REQUIREMENT:
Return the data below unchanged. Drop any pictures.

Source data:
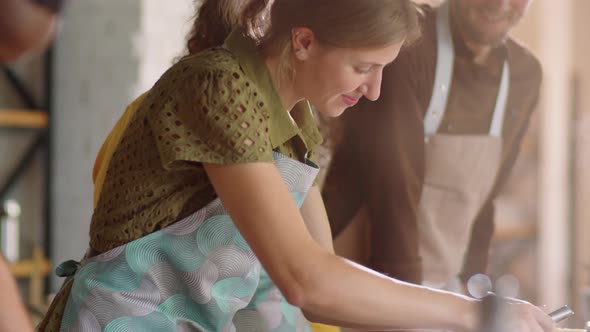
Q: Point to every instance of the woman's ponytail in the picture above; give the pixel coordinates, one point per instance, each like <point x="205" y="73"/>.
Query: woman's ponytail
<point x="217" y="18"/>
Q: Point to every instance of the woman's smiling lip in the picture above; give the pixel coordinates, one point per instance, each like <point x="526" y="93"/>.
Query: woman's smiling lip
<point x="350" y="101"/>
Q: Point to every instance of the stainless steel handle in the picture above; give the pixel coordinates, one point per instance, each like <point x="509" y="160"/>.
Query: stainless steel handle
<point x="561" y="314"/>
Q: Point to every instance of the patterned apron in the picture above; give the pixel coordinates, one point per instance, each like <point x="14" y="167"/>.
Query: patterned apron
<point x="198" y="274"/>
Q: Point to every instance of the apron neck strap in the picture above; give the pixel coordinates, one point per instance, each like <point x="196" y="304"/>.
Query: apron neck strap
<point x="445" y="61"/>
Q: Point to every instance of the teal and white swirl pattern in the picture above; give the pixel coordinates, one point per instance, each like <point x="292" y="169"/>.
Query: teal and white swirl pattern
<point x="198" y="274"/>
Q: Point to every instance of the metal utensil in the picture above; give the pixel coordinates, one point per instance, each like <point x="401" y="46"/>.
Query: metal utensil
<point x="561" y="314"/>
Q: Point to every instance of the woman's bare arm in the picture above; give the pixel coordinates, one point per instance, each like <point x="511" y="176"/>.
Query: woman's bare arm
<point x="24" y="26"/>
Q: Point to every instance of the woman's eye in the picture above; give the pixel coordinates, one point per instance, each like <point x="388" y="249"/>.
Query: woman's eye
<point x="363" y="70"/>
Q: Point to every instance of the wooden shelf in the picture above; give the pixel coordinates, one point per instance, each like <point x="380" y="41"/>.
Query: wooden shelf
<point x="23" y="118"/>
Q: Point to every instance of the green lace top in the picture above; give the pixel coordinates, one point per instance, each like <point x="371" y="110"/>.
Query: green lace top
<point x="218" y="106"/>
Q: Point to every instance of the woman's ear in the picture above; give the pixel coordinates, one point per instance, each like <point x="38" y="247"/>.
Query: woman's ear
<point x="302" y="40"/>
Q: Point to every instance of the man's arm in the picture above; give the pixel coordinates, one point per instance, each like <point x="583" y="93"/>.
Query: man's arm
<point x="24" y="26"/>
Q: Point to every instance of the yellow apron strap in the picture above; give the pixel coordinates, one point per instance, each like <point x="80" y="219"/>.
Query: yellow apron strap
<point x="108" y="147"/>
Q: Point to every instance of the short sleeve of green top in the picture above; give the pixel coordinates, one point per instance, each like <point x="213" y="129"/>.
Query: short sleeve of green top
<point x="218" y="106"/>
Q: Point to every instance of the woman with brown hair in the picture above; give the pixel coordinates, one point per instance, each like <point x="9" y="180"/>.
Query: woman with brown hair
<point x="206" y="214"/>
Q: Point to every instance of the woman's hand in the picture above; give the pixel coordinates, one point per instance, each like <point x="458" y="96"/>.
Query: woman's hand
<point x="502" y="314"/>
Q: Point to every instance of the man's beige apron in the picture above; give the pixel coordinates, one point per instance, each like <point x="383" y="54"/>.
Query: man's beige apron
<point x="460" y="172"/>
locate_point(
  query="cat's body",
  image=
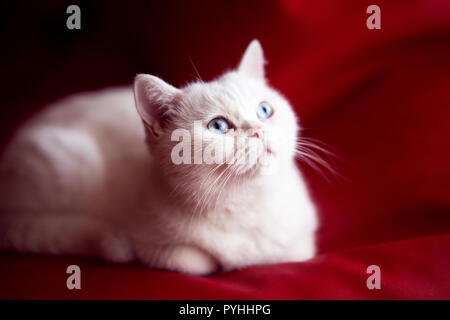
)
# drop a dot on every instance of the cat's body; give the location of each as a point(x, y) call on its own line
point(79, 179)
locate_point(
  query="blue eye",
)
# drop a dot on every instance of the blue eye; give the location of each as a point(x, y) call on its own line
point(264, 111)
point(219, 125)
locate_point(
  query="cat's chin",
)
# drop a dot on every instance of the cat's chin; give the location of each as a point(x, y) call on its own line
point(266, 164)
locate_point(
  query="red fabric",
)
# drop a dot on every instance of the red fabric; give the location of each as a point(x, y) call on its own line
point(379, 98)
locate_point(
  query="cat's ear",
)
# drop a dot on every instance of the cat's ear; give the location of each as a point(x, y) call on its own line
point(252, 62)
point(154, 101)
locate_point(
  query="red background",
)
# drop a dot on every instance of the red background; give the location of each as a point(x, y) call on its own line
point(379, 98)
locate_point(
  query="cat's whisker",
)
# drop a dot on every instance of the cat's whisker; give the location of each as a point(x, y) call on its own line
point(306, 150)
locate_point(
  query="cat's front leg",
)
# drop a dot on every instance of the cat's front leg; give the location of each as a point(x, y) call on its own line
point(179, 257)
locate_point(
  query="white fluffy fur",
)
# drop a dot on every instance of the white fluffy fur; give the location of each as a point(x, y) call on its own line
point(87, 177)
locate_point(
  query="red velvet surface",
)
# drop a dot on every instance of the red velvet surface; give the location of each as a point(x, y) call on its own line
point(379, 98)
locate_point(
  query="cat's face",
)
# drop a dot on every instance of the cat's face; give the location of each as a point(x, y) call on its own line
point(209, 136)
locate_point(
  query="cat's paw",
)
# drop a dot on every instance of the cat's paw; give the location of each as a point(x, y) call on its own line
point(182, 258)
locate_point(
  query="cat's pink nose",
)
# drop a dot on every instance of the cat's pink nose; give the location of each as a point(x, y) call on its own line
point(258, 133)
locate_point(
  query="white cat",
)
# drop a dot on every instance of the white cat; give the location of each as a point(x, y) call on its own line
point(86, 177)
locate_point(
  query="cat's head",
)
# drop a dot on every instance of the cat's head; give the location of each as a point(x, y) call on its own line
point(211, 136)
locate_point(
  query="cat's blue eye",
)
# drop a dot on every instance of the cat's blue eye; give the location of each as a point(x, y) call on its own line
point(264, 111)
point(219, 125)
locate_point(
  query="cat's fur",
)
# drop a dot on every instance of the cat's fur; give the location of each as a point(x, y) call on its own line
point(89, 176)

SOLUTION TO THE EXERCISE:
Q: Point to every instance of the woman's ponytail in the picture above; give the pixel coordinates, one point per instance, each like <point x="205" y="73"/>.
Query: woman's ponytail
<point x="217" y="18"/>
Q: Point to every instance of the woman's smiling lip in the picture above; give the pixel coordinates, one point per instance, each like <point x="526" y="93"/>.
Query: woman's smiling lip
<point x="350" y="101"/>
Q: Point to every instance of the stainless steel handle in the picture above; give the pixel coordinates, one point per instance, each like <point x="509" y="160"/>.
Query: stainless steel handle
<point x="561" y="314"/>
Q: Point to every instance of the patterned apron in the picture above; give the pixel coordinates, one point per instance, each like <point x="14" y="167"/>.
Query: patterned apron
<point x="198" y="274"/>
Q: Point to every instance of the apron neck strap in the picture above; give the pixel coordinates, one point per instance, each like <point x="196" y="304"/>.
Query: apron neck strap
<point x="445" y="61"/>
Q: Point to every instance of the teal and white swirl pattern in the picture above; give the pixel coordinates, one point per instance, each like <point x="292" y="169"/>.
Query: teal and white swirl pattern
<point x="198" y="274"/>
Q: Point to every instance of the metal utensil in the picture above; give the pixel coordinates, one point per instance, each like <point x="401" y="46"/>.
Query: metal utensil
<point x="561" y="314"/>
Q: Point to every instance of the woman's bare arm in the picture above; give the pixel coordinates, one point per instance, each like <point x="511" y="176"/>.
Query: woman's bare arm
<point x="24" y="26"/>
Q: Point to every instance of the woman's eye in the picture above; give the pixel coordinates, one point per instance, each like <point x="388" y="249"/>.
Query: woman's eye
<point x="363" y="70"/>
Q: Point to every instance of the wooden shelf in the picture above; give the pixel coordinates, one point per instance, each like <point x="380" y="41"/>.
Query: wooden shelf
<point x="23" y="118"/>
Q: Point to every instance of the green lace top in the picture above; give the pixel coordinates, one point per instance, each like <point x="371" y="110"/>.
Query: green lace top
<point x="218" y="106"/>
Q: Point to every instance of the woman's ear in the picture above; give the pixel coordinates, one point per instance, each like <point x="38" y="247"/>.
Query: woman's ear
<point x="302" y="40"/>
Q: Point to every instance of the man's arm in the picture above; give the pixel coordinates, one point per instance, each like <point x="583" y="93"/>.
Query: man's arm
<point x="24" y="26"/>
Q: Point to every instance of the yellow apron strap in the picture above; give the pixel coordinates, one point per instance, each like <point x="80" y="219"/>.
Query: yellow apron strap
<point x="108" y="147"/>
Q: Point to every instance of the short sleeve of green top in the picture above; give the pixel coordinates, one point per instance, each like <point x="213" y="129"/>.
Query: short sleeve of green top
<point x="218" y="106"/>
Q: Point to every instance of the woman with brown hair in the picture above; give the pixel coordinates, one point per instance, each like <point x="9" y="180"/>.
Query: woman with brown hair
<point x="206" y="214"/>
Q: Point to every instance of the woman's hand in the picture above; give the pixel coordinates, one point per instance, each like <point x="458" y="96"/>.
Query: woman's hand
<point x="502" y="314"/>
Q: Point to every instance of the man's beige apron in the picture above; give the pixel coordinates, one point per instance, each like <point x="383" y="54"/>.
Query: man's beige apron
<point x="460" y="172"/>
locate_point(
  query="cat's body",
  image=
)
# drop a dot on every instance of the cat's body; give the location of each as a point(x, y) call on its own line
point(79, 179)
locate_point(
  query="blue eye",
)
# drop a dot on every instance of the blue eye; give the location of each as a point(x, y) call on its own line
point(264, 111)
point(219, 125)
locate_point(
  query="cat's chin",
)
# drop a dot on every instance of the cat's chin; give the location of each as a point(x, y) call on its own line
point(266, 164)
locate_point(
  query="red fabric",
)
# drop a dot on every instance of the red fabric; give the location of each as a point(x, y) call on its own line
point(379, 98)
locate_point(
  query="cat's ear",
)
# drop a dot on every instance of the cat's ear; give the location of each as a point(x, y) call on its own line
point(252, 62)
point(154, 101)
locate_point(
  query="red background",
)
# drop a dot on every instance of the red background; give the location of each as a point(x, y) call on its own line
point(379, 98)
locate_point(
  query="cat's whisker",
)
# drop a dot on every instance of the cat's whisker; give the location of each as a point(x, y) call on its own line
point(306, 150)
locate_point(
  query="cat's front leg",
)
# drop a dot on every instance of the cat's front leg; give the location of each as a point(x, y) call on its own line
point(179, 257)
locate_point(
  query="white fluffy fur",
)
# drop a dot on every instance of the white fluffy fur; give the location of each as a point(x, y) call on its own line
point(87, 177)
locate_point(
  query="red velvet surface",
)
# drop a dot on every instance of the red velvet surface; give the location of each as a point(x, y) call on its own line
point(379, 98)
locate_point(
  query="cat's face",
)
# drop a dot on every instance of the cat's face; give the location of each as a point(x, y) call on its own line
point(209, 136)
locate_point(
  query="cat's paw",
)
# drop a dot on every instance of the cat's paw; give the location of each as a point(x, y) call on its own line
point(182, 258)
locate_point(
  query="cat's pink nose",
)
# drop a dot on every instance of the cat's pink nose; give the location of each as a point(x, y) call on its own line
point(258, 133)
locate_point(
  query="white cat",
)
# drop a dot on every instance of the white cat; give the location of each as a point(x, y) call on its own line
point(86, 177)
locate_point(
  query="cat's head",
)
# drop a dot on every instance of the cat's head; give the location of each as a point(x, y) call on its own line
point(211, 136)
locate_point(
  query="cat's blue eye",
)
# drop a dot on every instance of the cat's blue eye; give the location of each as a point(x, y) call on its own line
point(264, 111)
point(219, 125)
locate_point(
  query="cat's fur",
)
# drop a dot on every instance of the cat's fur; give the location of each as a point(x, y) call on its own line
point(89, 176)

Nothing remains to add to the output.